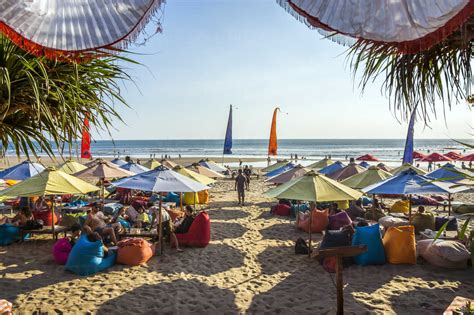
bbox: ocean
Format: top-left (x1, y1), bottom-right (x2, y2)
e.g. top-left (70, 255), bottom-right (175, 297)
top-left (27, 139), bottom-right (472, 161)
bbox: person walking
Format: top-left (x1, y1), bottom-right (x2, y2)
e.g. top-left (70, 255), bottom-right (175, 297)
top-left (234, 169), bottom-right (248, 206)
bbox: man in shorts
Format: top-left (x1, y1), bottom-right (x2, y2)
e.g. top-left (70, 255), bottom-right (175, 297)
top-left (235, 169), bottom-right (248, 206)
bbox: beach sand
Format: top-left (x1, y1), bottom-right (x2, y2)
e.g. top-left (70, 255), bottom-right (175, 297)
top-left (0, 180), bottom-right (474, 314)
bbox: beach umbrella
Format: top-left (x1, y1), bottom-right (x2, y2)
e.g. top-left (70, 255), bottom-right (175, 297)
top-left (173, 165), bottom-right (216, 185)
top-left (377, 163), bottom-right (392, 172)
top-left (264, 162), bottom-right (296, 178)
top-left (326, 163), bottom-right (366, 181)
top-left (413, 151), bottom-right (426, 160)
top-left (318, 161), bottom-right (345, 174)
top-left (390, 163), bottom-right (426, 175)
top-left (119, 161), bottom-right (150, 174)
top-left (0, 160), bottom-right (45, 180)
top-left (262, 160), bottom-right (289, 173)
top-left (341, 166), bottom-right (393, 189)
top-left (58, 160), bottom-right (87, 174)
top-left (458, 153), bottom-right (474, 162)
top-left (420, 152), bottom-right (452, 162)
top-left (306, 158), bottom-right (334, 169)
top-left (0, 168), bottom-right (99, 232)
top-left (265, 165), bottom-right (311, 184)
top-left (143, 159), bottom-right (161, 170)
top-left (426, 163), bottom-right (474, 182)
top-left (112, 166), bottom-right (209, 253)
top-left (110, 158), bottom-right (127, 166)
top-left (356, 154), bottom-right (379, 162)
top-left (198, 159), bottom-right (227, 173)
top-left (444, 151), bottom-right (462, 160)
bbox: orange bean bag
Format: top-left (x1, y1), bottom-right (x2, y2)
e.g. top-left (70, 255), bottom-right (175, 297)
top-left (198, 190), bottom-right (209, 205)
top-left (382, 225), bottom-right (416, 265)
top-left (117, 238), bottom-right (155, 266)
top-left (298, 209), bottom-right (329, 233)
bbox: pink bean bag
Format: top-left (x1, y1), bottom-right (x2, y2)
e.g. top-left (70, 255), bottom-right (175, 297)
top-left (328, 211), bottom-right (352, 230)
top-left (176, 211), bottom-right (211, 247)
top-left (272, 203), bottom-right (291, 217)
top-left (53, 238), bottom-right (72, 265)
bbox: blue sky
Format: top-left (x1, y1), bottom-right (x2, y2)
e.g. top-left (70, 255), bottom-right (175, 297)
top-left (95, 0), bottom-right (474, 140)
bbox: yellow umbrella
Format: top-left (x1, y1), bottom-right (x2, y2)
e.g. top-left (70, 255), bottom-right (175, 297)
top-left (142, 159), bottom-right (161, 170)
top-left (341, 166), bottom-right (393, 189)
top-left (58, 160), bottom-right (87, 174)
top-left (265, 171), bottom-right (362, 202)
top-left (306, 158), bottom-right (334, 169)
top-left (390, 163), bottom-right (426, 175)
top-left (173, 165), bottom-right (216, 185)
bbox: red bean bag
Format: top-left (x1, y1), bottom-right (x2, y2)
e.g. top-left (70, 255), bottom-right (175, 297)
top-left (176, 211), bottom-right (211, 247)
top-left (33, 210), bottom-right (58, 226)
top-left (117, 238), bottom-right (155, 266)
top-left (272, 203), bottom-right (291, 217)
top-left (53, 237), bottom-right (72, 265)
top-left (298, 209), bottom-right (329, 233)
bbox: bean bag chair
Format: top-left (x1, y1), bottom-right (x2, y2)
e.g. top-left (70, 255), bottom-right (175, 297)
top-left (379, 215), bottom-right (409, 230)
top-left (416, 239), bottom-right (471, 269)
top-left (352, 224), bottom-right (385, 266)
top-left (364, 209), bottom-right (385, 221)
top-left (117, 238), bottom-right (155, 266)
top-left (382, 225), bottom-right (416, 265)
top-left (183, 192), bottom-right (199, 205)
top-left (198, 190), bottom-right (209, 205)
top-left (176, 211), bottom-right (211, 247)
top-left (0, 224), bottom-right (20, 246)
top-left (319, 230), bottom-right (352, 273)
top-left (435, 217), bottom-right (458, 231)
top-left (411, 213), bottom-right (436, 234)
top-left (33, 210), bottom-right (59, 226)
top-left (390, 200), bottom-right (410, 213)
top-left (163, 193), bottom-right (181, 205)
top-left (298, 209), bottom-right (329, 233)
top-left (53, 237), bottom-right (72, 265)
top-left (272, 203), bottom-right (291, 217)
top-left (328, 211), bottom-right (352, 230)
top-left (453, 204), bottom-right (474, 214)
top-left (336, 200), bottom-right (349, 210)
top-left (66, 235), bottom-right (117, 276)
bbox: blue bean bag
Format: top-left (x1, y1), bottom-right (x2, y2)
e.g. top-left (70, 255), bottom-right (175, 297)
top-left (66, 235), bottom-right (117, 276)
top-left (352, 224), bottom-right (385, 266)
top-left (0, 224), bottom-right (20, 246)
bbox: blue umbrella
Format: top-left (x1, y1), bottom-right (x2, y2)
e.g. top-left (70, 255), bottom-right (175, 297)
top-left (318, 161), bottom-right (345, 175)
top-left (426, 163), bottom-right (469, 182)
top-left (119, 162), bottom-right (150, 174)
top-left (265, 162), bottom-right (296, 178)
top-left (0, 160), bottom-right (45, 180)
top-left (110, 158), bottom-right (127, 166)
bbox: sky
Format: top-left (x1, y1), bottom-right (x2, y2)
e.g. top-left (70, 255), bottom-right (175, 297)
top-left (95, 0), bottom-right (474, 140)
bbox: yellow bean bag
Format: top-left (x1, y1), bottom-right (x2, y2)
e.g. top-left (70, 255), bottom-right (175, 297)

____

Objective - The listing above must be printed again exactly, minus its pictures.

Final answer -
bbox: ocean
Format: top-left (x1, y1), bottom-right (x2, y2)
e.g. top-left (70, 255), bottom-right (175, 297)
top-left (27, 139), bottom-right (472, 161)
bbox: person walking
Format: top-left (x1, y1), bottom-right (x2, y2)
e.g. top-left (70, 255), bottom-right (175, 297)
top-left (234, 169), bottom-right (248, 206)
bbox: man in shorts
Format: top-left (x1, y1), bottom-right (x2, y2)
e.g. top-left (70, 255), bottom-right (175, 297)
top-left (235, 169), bottom-right (248, 206)
bbox: beach sand
Format: top-left (x1, y1), bottom-right (x2, y2)
e.g. top-left (70, 255), bottom-right (175, 297)
top-left (0, 180), bottom-right (474, 314)
bbox: beach umbrella
Format: top-left (x1, y1), bottom-right (x2, y2)
e.g. top-left (70, 255), bottom-right (175, 297)
top-left (173, 165), bottom-right (216, 185)
top-left (377, 163), bottom-right (392, 172)
top-left (264, 162), bottom-right (296, 178)
top-left (326, 163), bottom-right (366, 181)
top-left (413, 151), bottom-right (426, 160)
top-left (318, 161), bottom-right (345, 174)
top-left (390, 163), bottom-right (426, 175)
top-left (119, 161), bottom-right (150, 174)
top-left (0, 160), bottom-right (45, 180)
top-left (262, 160), bottom-right (289, 173)
top-left (341, 166), bottom-right (393, 189)
top-left (58, 160), bottom-right (87, 174)
top-left (458, 153), bottom-right (474, 162)
top-left (420, 152), bottom-right (452, 162)
top-left (306, 158), bottom-right (334, 169)
top-left (0, 168), bottom-right (99, 232)
top-left (265, 165), bottom-right (311, 184)
top-left (143, 159), bottom-right (161, 170)
top-left (426, 163), bottom-right (474, 182)
top-left (112, 166), bottom-right (209, 253)
top-left (110, 158), bottom-right (127, 166)
top-left (356, 154), bottom-right (379, 162)
top-left (198, 159), bottom-right (227, 173)
top-left (444, 151), bottom-right (462, 160)
bbox: orange bean bag
Format: top-left (x1, y1), bottom-right (x2, y2)
e.g. top-left (70, 255), bottom-right (175, 297)
top-left (198, 190), bottom-right (209, 205)
top-left (382, 225), bottom-right (416, 265)
top-left (117, 238), bottom-right (155, 266)
top-left (298, 209), bottom-right (329, 233)
bbox: pink bean bag
Format: top-left (x1, y1), bottom-right (x2, y2)
e.g. top-left (70, 255), bottom-right (175, 297)
top-left (328, 211), bottom-right (352, 230)
top-left (176, 211), bottom-right (211, 247)
top-left (272, 203), bottom-right (291, 217)
top-left (53, 238), bottom-right (72, 265)
bbox: blue sky
Format: top-left (x1, y1), bottom-right (x2, y2)
e.g. top-left (70, 255), bottom-right (175, 297)
top-left (95, 0), bottom-right (474, 140)
bbox: yellow umbrella
Format: top-left (x1, y1), bottom-right (x2, y2)
e.g. top-left (70, 255), bottom-right (175, 297)
top-left (142, 159), bottom-right (161, 170)
top-left (341, 166), bottom-right (393, 189)
top-left (58, 160), bottom-right (87, 174)
top-left (265, 171), bottom-right (362, 202)
top-left (306, 158), bottom-right (334, 169)
top-left (390, 163), bottom-right (426, 175)
top-left (173, 165), bottom-right (216, 185)
bbox: red bean bag
Format: top-left (x1, y1), bottom-right (x2, y2)
e.g. top-left (70, 255), bottom-right (175, 297)
top-left (176, 211), bottom-right (211, 247)
top-left (33, 210), bottom-right (58, 226)
top-left (117, 238), bottom-right (155, 266)
top-left (272, 203), bottom-right (291, 217)
top-left (53, 237), bottom-right (72, 265)
top-left (298, 209), bottom-right (329, 233)
bbox: bean bag chair
Format: top-left (x1, y1), bottom-right (x2, y2)
e.g. top-left (70, 255), bottom-right (175, 297)
top-left (379, 215), bottom-right (409, 230)
top-left (416, 239), bottom-right (471, 269)
top-left (352, 224), bottom-right (385, 266)
top-left (364, 209), bottom-right (385, 221)
top-left (117, 238), bottom-right (155, 266)
top-left (382, 225), bottom-right (416, 265)
top-left (183, 192), bottom-right (199, 205)
top-left (198, 190), bottom-right (209, 205)
top-left (176, 211), bottom-right (211, 247)
top-left (0, 224), bottom-right (20, 246)
top-left (319, 230), bottom-right (352, 273)
top-left (435, 217), bottom-right (458, 231)
top-left (411, 213), bottom-right (436, 234)
top-left (33, 210), bottom-right (59, 226)
top-left (390, 200), bottom-right (410, 213)
top-left (163, 193), bottom-right (181, 205)
top-left (298, 209), bottom-right (329, 233)
top-left (53, 237), bottom-right (72, 265)
top-left (272, 203), bottom-right (291, 217)
top-left (328, 211), bottom-right (352, 230)
top-left (453, 204), bottom-right (474, 214)
top-left (336, 200), bottom-right (349, 210)
top-left (66, 235), bottom-right (117, 276)
bbox: blue bean bag
Format: top-left (x1, y1), bottom-right (x2, y2)
e.g. top-left (70, 255), bottom-right (175, 297)
top-left (66, 235), bottom-right (117, 276)
top-left (352, 224), bottom-right (385, 266)
top-left (0, 224), bottom-right (20, 246)
bbox: blue umbrella
Format: top-left (x1, y1), bottom-right (x2, y2)
e.g. top-left (70, 255), bottom-right (175, 297)
top-left (318, 161), bottom-right (345, 175)
top-left (426, 163), bottom-right (469, 182)
top-left (119, 162), bottom-right (150, 174)
top-left (265, 162), bottom-right (296, 178)
top-left (0, 160), bottom-right (45, 180)
top-left (110, 158), bottom-right (127, 166)
bbox: sky
Format: top-left (x1, y1), bottom-right (x2, y2)
e.g. top-left (70, 255), bottom-right (175, 297)
top-left (95, 0), bottom-right (474, 140)
bbox: yellow bean bag
Format: top-left (x1, y1), bottom-right (x2, y2)
e.g. top-left (70, 255), bottom-right (175, 297)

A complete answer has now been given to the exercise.